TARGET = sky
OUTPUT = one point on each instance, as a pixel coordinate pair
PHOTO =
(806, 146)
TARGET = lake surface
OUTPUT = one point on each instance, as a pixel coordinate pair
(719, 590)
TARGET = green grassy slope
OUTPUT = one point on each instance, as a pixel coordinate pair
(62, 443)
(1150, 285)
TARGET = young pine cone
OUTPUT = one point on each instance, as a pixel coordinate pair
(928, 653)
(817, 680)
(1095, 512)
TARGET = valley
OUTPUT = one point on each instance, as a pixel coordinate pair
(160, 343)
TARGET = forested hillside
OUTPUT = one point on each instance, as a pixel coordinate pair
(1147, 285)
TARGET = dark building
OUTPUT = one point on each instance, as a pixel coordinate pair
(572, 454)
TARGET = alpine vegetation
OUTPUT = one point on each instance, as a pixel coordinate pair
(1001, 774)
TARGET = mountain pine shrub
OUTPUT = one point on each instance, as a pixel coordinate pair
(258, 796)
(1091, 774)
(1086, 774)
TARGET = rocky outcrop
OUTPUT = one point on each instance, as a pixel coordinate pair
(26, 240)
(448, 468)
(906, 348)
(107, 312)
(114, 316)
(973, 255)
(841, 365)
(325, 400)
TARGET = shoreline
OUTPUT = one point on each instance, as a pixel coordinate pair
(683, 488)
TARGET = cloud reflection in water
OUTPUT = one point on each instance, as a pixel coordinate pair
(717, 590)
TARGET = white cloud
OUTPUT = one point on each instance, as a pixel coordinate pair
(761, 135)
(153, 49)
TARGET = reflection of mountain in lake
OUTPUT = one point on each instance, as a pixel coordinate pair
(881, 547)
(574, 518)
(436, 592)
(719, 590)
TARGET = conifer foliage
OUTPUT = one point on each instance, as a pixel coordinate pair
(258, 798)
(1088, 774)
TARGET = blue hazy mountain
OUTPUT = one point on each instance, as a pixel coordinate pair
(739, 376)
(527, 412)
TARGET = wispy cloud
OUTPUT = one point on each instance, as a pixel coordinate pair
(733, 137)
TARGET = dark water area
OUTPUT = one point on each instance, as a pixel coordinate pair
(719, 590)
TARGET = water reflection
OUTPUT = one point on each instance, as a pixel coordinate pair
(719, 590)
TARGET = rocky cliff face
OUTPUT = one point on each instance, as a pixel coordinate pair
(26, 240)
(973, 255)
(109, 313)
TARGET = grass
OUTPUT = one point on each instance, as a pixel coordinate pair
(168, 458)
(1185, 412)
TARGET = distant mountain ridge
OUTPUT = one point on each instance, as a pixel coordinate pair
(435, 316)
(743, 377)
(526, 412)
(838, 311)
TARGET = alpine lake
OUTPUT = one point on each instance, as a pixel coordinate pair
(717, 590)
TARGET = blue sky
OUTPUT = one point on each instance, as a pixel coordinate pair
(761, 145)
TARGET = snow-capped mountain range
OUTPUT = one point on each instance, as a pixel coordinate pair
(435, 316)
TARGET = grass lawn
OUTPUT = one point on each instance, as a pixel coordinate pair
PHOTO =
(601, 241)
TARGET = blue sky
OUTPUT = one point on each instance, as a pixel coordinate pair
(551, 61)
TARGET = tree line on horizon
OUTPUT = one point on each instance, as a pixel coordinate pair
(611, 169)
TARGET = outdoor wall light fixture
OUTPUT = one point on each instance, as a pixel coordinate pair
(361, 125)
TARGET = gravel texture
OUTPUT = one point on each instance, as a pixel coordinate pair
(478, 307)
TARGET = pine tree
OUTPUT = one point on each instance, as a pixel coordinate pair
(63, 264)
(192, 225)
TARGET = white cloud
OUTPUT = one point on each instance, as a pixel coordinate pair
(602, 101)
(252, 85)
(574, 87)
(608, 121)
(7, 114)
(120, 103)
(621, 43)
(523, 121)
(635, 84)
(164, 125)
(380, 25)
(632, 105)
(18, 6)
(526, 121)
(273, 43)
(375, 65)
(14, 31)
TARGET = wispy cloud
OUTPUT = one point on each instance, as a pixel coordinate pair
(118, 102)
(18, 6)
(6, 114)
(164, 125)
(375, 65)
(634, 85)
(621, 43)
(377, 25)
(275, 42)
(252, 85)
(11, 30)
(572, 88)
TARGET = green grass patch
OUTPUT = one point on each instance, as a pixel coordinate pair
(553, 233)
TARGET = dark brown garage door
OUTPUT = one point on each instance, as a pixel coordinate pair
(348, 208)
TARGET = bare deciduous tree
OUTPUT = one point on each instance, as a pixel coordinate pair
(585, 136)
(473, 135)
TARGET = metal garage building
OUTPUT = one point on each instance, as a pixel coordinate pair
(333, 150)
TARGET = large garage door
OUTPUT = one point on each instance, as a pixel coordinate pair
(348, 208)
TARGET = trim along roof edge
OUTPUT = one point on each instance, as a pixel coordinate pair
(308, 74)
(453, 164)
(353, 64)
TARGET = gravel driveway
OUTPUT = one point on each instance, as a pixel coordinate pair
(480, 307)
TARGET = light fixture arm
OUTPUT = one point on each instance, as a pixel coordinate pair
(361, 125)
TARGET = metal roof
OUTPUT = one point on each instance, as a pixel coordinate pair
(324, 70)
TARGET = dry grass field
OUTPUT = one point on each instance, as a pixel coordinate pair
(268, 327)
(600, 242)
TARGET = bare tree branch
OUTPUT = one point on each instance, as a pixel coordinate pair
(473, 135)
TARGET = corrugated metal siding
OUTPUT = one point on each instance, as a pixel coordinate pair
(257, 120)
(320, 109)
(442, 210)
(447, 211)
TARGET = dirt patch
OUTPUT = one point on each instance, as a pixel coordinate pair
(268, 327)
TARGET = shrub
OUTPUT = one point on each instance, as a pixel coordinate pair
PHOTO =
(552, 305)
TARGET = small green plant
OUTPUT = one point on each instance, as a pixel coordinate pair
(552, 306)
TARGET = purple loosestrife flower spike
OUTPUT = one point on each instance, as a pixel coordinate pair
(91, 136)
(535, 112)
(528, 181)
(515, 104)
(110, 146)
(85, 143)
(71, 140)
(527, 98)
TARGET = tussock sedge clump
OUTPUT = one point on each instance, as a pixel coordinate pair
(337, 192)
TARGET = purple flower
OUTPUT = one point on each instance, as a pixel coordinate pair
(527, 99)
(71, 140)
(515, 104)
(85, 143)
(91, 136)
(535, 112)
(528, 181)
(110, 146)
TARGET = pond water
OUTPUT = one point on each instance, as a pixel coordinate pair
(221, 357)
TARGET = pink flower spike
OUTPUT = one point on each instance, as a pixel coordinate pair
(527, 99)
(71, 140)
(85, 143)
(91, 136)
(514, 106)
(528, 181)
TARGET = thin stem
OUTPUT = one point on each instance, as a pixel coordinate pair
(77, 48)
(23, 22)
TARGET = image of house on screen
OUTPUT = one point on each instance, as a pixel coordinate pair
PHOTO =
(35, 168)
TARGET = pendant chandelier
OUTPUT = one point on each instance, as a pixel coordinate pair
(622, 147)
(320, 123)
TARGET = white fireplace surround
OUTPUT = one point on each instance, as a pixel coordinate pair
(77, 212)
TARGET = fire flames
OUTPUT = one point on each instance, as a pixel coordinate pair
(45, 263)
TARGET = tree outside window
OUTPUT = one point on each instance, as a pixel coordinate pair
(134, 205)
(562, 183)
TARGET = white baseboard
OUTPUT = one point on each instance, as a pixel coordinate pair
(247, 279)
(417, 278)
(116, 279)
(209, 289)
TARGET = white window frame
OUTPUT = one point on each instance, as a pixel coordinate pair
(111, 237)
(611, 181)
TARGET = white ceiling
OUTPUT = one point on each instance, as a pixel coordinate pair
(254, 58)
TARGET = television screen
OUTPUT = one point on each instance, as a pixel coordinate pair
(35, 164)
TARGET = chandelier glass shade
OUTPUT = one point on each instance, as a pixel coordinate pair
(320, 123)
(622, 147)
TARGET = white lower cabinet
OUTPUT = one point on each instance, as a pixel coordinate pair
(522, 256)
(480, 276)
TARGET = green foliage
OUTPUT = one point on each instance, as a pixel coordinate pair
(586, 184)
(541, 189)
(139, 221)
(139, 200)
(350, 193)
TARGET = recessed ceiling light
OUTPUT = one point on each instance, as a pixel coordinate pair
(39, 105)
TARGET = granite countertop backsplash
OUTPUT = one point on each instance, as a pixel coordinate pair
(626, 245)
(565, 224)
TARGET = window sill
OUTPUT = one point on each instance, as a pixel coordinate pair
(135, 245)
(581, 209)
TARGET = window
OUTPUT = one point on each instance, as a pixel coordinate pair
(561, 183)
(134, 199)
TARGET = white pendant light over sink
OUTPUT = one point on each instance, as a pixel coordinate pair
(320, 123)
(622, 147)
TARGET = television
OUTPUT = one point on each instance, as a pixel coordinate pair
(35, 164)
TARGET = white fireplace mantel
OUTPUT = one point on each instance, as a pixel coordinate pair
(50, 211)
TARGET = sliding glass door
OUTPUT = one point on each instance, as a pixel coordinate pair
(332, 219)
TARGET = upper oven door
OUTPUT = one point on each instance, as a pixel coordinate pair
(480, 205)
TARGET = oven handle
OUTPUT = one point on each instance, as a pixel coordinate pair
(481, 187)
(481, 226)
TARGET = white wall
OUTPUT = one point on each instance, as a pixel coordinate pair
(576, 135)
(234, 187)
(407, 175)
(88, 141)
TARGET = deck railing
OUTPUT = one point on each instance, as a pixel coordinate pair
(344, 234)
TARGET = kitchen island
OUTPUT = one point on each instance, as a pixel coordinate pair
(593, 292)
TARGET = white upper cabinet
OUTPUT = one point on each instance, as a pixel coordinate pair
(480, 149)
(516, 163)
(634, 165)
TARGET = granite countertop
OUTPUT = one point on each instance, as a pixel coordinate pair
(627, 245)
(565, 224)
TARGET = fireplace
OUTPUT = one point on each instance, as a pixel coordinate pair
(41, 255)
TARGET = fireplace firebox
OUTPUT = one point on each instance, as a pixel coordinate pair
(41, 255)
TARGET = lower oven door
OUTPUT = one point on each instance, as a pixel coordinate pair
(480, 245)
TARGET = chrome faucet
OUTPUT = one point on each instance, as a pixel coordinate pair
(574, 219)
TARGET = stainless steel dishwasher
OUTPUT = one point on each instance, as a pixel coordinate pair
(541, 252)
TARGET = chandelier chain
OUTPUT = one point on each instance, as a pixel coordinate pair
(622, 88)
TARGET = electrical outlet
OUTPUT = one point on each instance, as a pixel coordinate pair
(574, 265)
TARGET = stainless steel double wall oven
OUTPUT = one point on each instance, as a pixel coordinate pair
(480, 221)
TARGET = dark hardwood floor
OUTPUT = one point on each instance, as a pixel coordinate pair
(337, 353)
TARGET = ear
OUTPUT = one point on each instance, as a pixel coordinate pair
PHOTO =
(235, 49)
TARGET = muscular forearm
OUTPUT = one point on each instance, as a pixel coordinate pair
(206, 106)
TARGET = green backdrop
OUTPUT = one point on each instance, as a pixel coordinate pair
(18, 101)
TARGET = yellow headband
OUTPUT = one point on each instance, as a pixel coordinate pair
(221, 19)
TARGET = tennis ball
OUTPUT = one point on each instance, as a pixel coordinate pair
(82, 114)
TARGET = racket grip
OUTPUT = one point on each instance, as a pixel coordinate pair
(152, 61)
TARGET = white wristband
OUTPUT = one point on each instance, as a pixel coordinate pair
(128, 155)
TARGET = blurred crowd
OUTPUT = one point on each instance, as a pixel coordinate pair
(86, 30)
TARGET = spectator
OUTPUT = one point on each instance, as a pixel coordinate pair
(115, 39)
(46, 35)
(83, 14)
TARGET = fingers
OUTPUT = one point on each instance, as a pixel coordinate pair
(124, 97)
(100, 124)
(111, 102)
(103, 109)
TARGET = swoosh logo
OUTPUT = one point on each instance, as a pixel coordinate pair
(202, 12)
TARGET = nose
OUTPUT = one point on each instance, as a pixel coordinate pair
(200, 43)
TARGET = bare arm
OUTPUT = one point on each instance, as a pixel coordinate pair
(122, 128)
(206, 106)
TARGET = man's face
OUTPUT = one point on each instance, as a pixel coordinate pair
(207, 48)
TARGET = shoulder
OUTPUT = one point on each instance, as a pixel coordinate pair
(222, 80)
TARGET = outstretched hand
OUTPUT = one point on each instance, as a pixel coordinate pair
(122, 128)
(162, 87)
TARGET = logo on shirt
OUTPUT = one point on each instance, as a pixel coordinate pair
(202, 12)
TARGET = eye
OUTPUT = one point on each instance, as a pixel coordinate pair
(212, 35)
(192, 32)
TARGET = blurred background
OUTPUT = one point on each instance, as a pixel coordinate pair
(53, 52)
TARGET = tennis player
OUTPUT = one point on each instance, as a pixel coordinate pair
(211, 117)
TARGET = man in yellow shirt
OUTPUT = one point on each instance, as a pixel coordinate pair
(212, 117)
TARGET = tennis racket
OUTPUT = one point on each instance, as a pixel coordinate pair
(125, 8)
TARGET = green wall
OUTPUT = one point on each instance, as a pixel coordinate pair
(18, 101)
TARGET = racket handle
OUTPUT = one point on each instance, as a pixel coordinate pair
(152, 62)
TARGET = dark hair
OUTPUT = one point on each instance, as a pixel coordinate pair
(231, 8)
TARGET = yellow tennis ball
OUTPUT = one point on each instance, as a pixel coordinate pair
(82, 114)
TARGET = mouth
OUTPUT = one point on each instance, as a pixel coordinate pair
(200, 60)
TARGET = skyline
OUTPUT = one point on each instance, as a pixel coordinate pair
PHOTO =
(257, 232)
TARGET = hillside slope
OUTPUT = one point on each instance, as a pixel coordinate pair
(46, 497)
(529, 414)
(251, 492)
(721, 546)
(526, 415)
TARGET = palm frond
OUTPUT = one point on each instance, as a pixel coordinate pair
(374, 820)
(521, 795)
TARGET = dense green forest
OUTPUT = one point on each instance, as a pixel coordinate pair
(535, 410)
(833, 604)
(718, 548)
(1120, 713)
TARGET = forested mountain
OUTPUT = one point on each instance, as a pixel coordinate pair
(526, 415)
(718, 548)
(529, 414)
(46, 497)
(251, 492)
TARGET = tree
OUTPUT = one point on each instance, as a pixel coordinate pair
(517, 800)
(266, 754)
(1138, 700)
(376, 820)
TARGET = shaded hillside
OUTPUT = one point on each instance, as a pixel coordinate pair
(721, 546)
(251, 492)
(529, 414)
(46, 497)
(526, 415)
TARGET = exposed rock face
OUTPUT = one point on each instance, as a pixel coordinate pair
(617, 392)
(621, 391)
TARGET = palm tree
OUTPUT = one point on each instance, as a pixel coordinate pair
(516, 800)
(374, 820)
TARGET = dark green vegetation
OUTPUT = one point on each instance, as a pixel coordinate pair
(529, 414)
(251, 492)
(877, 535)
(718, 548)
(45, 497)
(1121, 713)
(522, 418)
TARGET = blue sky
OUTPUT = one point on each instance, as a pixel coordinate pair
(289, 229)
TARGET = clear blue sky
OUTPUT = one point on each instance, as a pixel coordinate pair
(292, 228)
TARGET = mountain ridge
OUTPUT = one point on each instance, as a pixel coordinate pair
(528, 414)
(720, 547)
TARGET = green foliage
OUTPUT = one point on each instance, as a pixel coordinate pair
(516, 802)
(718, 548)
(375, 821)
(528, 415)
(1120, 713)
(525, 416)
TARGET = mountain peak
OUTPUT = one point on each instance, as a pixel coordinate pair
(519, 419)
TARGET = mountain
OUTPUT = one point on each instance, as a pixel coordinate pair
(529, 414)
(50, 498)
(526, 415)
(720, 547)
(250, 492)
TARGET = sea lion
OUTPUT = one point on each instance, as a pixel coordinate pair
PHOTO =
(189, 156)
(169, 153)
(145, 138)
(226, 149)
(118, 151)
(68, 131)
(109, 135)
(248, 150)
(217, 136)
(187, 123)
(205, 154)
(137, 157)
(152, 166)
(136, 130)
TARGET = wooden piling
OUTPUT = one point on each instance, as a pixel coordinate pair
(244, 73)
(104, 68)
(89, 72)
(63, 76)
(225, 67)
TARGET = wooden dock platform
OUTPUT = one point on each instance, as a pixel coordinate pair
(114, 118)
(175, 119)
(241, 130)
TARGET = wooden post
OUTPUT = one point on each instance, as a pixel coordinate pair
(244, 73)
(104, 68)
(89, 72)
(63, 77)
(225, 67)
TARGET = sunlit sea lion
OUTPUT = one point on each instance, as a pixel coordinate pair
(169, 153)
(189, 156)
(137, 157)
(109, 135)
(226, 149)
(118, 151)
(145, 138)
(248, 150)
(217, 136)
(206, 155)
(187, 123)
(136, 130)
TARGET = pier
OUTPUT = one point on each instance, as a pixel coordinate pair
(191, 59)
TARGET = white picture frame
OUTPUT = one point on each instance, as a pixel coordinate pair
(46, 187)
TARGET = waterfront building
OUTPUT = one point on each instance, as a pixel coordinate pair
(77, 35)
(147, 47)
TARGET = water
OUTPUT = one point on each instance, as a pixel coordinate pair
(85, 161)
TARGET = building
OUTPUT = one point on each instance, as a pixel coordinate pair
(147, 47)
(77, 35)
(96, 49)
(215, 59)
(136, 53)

Exercise goal: Starting at the line that contains "TARGET = wooden piling", retype each line through the end of the listing above and nothing else.

Finished answer:
TARGET = wooden piling
OUTPUT = one point on each instance, as a pixel coordinate pair
(244, 73)
(104, 68)
(89, 72)
(63, 76)
(225, 67)
TARGET = wooden dock platform
OUTPUT = one point on each instance, as a pixel coordinate pair
(114, 118)
(175, 119)
(241, 130)
TARGET = wooden post
OUTPUT = one point on each instance, as a pixel coordinate pair
(244, 73)
(104, 68)
(89, 72)
(63, 77)
(225, 67)
TARGET = sunlit sea lion
OUTPUT = one point on each instance, as a pixel coordinate pair
(169, 153)
(189, 156)
(137, 157)
(109, 135)
(226, 149)
(118, 151)
(145, 138)
(248, 150)
(217, 136)
(206, 155)
(187, 123)
(136, 130)
TARGET = pier
OUTPUT = one point on each instance, as a pixel coordinate pair
(191, 59)
TARGET = white picture frame
OUTPUT = one point on each instance, as a pixel coordinate pair
(46, 187)
TARGET = waterfront building
OUTPUT = one point on each instance, as a pixel coordinate pair
(77, 35)
(147, 47)
TARGET = water
OUTPUT = one point on each instance, as a pixel coordinate pair
(85, 161)
TARGET = building
OUTPUT = one point on each instance, as a pixel coordinate pair
(147, 47)
(77, 35)
(96, 49)
(215, 59)
(136, 53)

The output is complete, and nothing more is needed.